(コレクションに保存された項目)
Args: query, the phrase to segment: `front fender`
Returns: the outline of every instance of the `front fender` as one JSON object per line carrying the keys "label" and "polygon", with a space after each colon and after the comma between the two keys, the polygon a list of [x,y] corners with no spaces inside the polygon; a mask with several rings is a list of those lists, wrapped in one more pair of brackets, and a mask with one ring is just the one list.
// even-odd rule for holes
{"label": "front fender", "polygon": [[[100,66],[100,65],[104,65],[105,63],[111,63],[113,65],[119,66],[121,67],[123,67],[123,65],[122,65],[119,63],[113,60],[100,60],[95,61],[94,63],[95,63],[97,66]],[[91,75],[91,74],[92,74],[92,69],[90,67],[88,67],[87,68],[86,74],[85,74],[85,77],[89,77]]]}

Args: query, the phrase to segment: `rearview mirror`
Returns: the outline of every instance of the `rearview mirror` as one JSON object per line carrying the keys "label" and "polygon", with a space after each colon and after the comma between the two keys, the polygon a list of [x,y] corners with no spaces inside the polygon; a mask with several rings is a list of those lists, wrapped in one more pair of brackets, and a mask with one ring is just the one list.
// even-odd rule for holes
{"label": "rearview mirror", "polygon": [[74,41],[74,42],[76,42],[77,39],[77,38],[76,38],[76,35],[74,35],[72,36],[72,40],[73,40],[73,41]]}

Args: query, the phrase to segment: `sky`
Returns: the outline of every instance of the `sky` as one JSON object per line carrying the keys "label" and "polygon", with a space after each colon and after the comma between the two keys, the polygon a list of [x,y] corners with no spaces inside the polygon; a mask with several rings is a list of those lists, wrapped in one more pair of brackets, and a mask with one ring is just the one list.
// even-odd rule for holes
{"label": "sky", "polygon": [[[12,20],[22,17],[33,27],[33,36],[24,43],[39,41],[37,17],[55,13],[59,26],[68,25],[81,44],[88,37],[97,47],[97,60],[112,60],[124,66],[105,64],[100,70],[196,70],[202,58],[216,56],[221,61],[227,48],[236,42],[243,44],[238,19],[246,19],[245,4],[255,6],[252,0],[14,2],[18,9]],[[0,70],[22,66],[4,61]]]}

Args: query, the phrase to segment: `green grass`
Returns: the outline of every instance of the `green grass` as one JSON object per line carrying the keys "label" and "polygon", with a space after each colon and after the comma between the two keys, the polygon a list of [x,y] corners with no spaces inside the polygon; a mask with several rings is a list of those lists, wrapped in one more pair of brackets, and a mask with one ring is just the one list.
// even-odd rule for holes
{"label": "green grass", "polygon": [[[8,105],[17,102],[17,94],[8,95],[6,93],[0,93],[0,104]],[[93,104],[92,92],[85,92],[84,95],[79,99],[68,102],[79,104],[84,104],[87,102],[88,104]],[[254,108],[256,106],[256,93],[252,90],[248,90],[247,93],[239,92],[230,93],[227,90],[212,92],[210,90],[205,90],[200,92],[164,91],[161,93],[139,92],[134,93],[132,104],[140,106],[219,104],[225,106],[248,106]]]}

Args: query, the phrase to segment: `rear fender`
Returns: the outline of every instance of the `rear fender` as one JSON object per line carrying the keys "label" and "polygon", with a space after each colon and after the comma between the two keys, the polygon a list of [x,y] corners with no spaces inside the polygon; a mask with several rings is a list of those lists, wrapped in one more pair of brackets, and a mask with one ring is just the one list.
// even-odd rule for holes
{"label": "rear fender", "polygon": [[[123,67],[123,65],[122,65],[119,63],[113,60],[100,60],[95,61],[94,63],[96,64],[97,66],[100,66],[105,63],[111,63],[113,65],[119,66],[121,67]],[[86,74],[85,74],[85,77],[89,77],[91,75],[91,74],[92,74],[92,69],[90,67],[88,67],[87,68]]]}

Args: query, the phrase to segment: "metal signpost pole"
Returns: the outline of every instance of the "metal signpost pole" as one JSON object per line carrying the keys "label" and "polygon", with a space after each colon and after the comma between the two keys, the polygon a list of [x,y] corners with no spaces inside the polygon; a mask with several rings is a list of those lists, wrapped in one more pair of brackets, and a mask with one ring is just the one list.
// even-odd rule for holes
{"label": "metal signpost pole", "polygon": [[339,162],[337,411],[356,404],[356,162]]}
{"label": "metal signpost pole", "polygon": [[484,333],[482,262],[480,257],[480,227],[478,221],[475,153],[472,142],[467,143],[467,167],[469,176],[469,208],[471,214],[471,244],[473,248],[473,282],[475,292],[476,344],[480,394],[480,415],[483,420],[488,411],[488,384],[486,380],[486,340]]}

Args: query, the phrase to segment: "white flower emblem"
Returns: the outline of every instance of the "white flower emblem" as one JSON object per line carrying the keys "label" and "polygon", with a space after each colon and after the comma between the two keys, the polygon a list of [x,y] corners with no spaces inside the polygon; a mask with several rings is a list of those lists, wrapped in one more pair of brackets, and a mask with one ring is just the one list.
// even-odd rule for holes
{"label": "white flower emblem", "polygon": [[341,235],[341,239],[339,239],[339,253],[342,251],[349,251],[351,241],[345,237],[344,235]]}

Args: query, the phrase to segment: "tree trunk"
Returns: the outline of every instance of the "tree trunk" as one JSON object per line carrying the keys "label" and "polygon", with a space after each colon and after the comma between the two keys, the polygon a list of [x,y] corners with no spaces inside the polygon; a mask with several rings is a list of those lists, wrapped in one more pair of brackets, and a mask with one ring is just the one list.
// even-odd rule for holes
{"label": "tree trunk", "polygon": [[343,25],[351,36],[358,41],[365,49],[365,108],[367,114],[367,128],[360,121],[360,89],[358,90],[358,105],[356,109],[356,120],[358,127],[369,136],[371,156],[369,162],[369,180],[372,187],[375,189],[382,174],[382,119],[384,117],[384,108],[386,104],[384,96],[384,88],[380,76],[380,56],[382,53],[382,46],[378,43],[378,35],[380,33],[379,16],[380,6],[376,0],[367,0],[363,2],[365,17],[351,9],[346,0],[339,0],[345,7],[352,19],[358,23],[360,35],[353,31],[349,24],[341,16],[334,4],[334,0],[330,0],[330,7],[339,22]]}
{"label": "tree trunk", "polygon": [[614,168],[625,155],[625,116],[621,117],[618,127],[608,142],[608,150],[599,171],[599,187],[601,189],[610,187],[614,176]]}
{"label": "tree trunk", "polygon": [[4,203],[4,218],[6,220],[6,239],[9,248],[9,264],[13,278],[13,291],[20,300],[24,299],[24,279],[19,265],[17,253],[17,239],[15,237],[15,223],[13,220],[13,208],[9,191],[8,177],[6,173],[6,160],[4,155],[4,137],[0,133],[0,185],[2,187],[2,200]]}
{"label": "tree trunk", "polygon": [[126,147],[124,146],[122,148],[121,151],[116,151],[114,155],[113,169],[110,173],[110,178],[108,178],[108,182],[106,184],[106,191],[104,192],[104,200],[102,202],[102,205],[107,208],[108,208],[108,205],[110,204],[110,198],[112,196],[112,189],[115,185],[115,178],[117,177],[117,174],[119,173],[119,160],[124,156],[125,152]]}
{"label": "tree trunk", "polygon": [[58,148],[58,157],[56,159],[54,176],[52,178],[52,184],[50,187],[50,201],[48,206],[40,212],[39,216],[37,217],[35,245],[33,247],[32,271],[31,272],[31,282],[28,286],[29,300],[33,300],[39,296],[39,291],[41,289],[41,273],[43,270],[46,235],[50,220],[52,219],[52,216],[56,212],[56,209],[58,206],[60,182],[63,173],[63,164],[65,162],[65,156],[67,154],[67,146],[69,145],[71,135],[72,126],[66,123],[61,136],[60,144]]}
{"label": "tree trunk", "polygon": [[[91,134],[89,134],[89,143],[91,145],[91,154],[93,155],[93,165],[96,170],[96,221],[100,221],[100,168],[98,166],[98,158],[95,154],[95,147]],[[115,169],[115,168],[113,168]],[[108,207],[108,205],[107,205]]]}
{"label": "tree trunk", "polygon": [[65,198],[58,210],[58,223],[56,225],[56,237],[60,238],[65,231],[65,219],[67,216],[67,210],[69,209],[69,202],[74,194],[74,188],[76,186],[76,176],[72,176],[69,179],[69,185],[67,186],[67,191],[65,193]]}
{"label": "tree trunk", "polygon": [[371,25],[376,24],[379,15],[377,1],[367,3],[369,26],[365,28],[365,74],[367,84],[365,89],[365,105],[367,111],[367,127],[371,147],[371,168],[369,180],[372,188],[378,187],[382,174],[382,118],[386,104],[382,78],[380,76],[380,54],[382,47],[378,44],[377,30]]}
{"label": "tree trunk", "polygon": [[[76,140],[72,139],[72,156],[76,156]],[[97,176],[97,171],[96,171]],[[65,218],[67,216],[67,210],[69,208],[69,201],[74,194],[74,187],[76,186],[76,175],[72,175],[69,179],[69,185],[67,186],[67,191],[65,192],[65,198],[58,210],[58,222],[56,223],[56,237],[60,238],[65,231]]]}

*与えられた課題*
上の記録から文字列「rearview」を含む行をすべて探し、各行を省略せずに書き写してください。大文字と小文字は区別します。

*本課題の出力*
Args: query, the phrase to segment: `rearview mirror`
Returns: the outline of every instance of the `rearview mirror` as one JSON object per line carrying the keys "label" and "polygon", with a space after each colon and after the comma between the two keys, the polygon a list of [x,y] corners with no spaces inside the polygon; a mask with several rings is a list of those lists, wrapped in one more pair of brackets, and a mask with one ring is just the one list.
{"label": "rearview mirror", "polygon": [[74,41],[74,42],[76,42],[77,39],[77,38],[76,38],[76,35],[74,35],[72,36],[72,40],[73,40],[73,41]]}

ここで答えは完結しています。